───── QUELLE
Faigl weiter "Even though these new approaches improve the performance of SOM for the TSP, SOM is still not competitive with the combinatorial approaches to the TSP in both aspects: the solution quality and required computational time {12}." Tinarut and Leksakul [11] "the  quality  of  the  solution  obtained  from  the  proposed algorithm is lower than the algorithm from the previous research." Bei Brocki heißt es "It seems that SOM-2opt hybrid is not a very powerful algorithm for the TSP. It has been outperformed by both: EA and Lin-Kerninghan algorithms. It's speed might be impressive, but it still is slower than Lin-Kerninghan." [8]

1996 stellte Budinich fest, dass der SOM-TSP-Algorithmus dem Vergleich mit Simulated Annealing standhält [10]. Die Autoren, die von Faigl zitiert werden, schreiben "By incorporating the standard SOM into an evolutionary algorithm, the approach extends and improves its application to the Euclidean TSP. It improves the solution quality with regard to the previous SOM-based approaches of the literature on standard test problems of sizes from 29 to 85 900 cities, with a similar or a possibly less computation time." [9]. 

Also keine eindeutige Aussage. Damit aber forschungsrelevant; fast jede Arbeit betrachtet den Aufwand in Rechenzeit und den Nutzen als Abweichung von der optimalen bzw. besten bekannten Tour. Aber Angaben von Rechenzeiten in Minuten und Sekunden sind nun mal abhängig von der Umgebung, der Implementierung und natürlich der Hardware [22], was einige Publikationen auch angeben. [7,8,9,11,16,18] All dies hat sich in den 35 Jahren seit Angéniol rasant weiterentwickelt. Damit ist es fast unmöglich Performancemessungen verschiedener Publikationen miteinander zu vergleichen.
──────────
Schreib die Passage über SOM und das TSP von „Also keine eindeutige“ bis „miteinander zu vergleichen.“ erneut ab und setz dabei „Leistungsmessungen“ an die Stelle von „Performancemessungen“.
───── AUFLISTUNG
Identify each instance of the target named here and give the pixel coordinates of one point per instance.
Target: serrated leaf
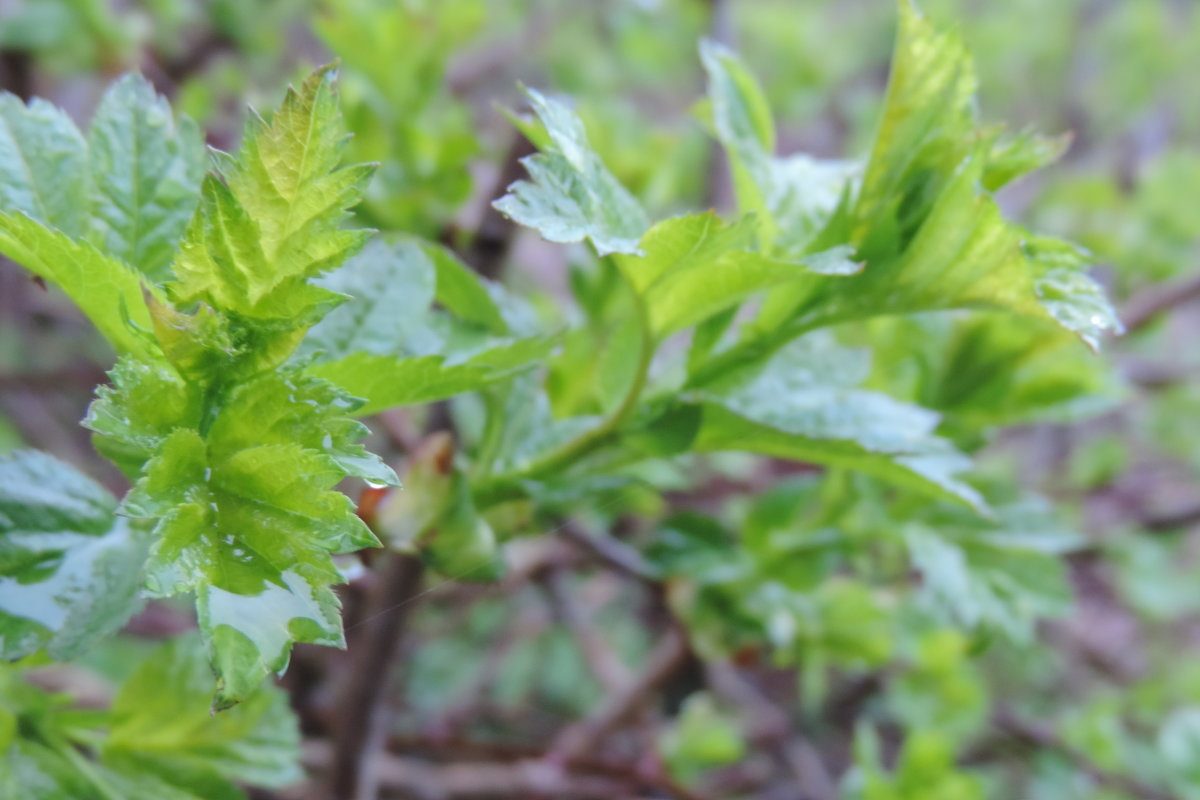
(70, 570)
(256, 554)
(257, 240)
(30, 769)
(43, 164)
(390, 288)
(247, 518)
(387, 382)
(803, 405)
(923, 224)
(133, 416)
(696, 266)
(1003, 575)
(145, 175)
(571, 196)
(793, 197)
(463, 293)
(107, 290)
(161, 723)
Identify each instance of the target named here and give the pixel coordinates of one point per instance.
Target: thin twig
(360, 726)
(1041, 737)
(607, 668)
(771, 728)
(612, 552)
(429, 781)
(1145, 306)
(587, 734)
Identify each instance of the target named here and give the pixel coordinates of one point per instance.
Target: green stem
(569, 452)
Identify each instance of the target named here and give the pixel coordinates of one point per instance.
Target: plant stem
(586, 443)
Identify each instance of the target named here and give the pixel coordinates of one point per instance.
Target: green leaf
(803, 405)
(43, 164)
(387, 382)
(1026, 152)
(70, 570)
(30, 769)
(463, 293)
(390, 289)
(922, 223)
(161, 723)
(108, 292)
(1000, 576)
(247, 518)
(145, 175)
(251, 534)
(792, 197)
(1068, 294)
(927, 128)
(253, 244)
(695, 268)
(571, 196)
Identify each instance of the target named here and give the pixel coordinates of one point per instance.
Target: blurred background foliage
(949, 691)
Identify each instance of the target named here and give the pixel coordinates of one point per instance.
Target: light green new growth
(234, 453)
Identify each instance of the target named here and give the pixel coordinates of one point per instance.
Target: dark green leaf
(70, 571)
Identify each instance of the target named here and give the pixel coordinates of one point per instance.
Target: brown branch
(586, 735)
(1145, 306)
(360, 726)
(607, 668)
(1173, 521)
(612, 552)
(1036, 735)
(769, 727)
(489, 247)
(522, 780)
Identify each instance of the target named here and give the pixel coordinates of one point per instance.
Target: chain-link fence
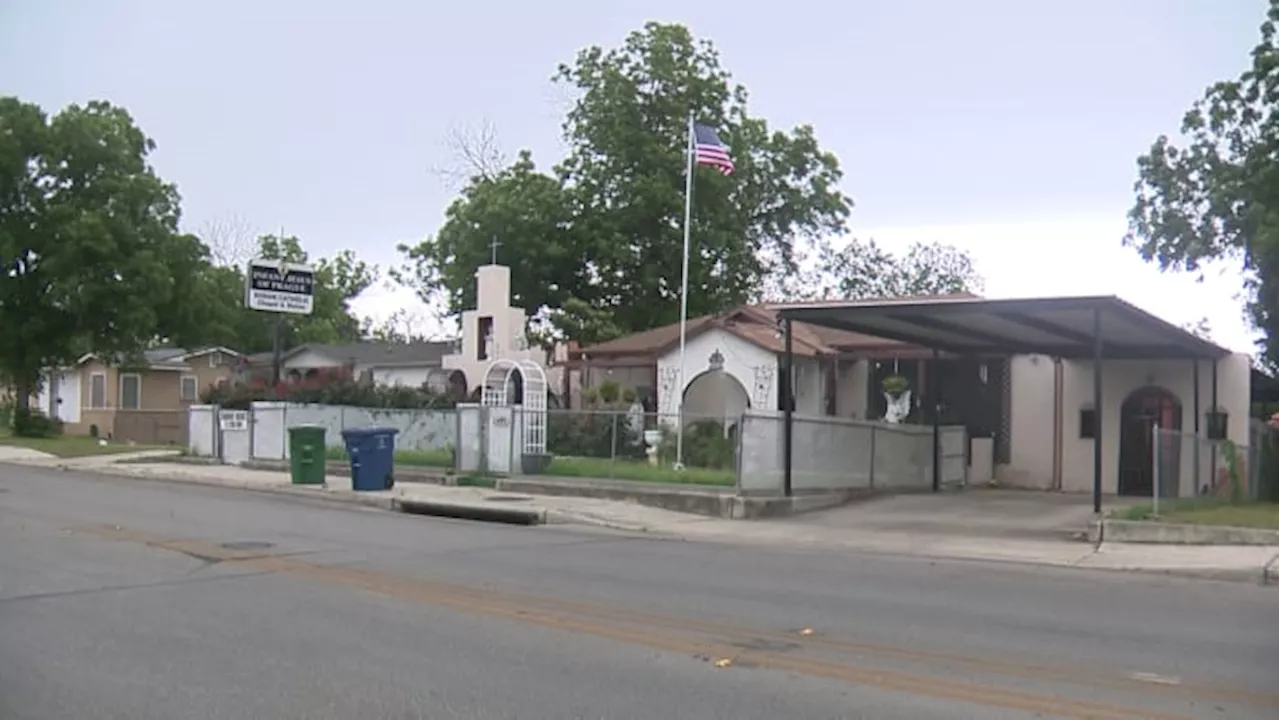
(1187, 466)
(643, 446)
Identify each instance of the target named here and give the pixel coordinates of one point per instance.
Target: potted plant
(895, 384)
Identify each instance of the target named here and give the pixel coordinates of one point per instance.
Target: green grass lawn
(638, 470)
(1210, 513)
(74, 446)
(575, 468)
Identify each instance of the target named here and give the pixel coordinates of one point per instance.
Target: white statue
(897, 408)
(635, 420)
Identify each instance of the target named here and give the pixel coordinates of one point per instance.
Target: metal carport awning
(1059, 327)
(1096, 327)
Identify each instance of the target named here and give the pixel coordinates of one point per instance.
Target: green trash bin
(306, 455)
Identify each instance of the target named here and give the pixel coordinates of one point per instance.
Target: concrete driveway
(974, 511)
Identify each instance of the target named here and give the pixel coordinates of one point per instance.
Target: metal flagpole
(684, 294)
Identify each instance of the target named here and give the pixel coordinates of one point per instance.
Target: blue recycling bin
(373, 458)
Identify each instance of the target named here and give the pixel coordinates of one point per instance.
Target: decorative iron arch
(533, 399)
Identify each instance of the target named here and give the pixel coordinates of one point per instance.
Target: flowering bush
(325, 387)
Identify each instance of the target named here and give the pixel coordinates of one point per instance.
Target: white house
(1018, 374)
(384, 363)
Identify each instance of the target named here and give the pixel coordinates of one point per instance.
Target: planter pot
(535, 463)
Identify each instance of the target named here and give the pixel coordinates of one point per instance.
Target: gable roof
(214, 349)
(757, 324)
(167, 358)
(379, 354)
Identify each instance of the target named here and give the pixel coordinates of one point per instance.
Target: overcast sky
(1008, 127)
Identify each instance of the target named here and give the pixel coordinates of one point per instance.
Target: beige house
(146, 404)
(1018, 374)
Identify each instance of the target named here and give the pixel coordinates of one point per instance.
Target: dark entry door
(1141, 410)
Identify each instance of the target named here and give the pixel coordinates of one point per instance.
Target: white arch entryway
(524, 383)
(716, 395)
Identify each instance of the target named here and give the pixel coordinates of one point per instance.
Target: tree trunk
(23, 390)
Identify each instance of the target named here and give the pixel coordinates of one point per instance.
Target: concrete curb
(1175, 533)
(1271, 572)
(321, 493)
(481, 513)
(695, 500)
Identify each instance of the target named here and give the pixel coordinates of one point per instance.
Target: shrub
(592, 434)
(327, 387)
(705, 446)
(33, 423)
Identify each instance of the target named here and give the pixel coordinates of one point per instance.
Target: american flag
(708, 150)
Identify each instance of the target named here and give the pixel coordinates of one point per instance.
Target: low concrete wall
(419, 429)
(342, 469)
(839, 454)
(1174, 533)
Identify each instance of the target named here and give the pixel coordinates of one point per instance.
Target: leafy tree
(401, 328)
(863, 269)
(92, 259)
(604, 228)
(1216, 195)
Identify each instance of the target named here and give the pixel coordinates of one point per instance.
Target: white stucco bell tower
(493, 329)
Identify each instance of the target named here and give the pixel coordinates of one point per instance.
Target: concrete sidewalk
(1226, 563)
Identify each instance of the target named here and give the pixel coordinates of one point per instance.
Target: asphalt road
(142, 600)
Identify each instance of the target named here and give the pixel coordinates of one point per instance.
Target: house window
(1088, 423)
(131, 391)
(97, 391)
(188, 388)
(1215, 425)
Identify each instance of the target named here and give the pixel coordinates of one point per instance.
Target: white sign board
(279, 287)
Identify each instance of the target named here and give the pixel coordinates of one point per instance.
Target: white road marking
(1156, 679)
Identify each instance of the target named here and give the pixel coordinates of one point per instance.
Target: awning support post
(936, 402)
(1098, 415)
(787, 395)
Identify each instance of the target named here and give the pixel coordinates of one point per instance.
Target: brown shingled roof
(755, 324)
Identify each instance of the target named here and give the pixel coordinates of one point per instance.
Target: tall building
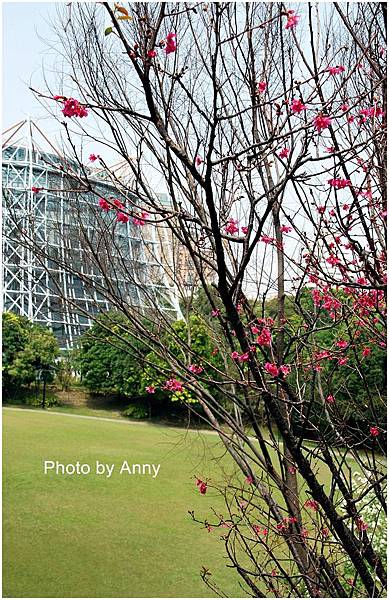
──────────
§ **MUSTERLÖSUNG**:
Also keine eindeutige Aussage. Damit aber forschungsrelevant; fast jede Arbeit betrachtet den Aufwand in Rechenzeit und den Nutzen als Abweichung von der optimalen bzw. besten bekannten Tour. Aber Angaben von Rechenzeiten in Minuten und Sekunden sind nun mal abhängig von der Umgebung, der Implementierung und natürlich der Hardware [22], was einige Publikationen auch angeben. [7,8,9,11,16,18] All dies hat sich in den 35 Jahren seit Angéniol rasant weiterentwickelt. Damit ist es fast unmöglich Leistungsmessungen verschiedener Publikationen miteinander zu vergleichen.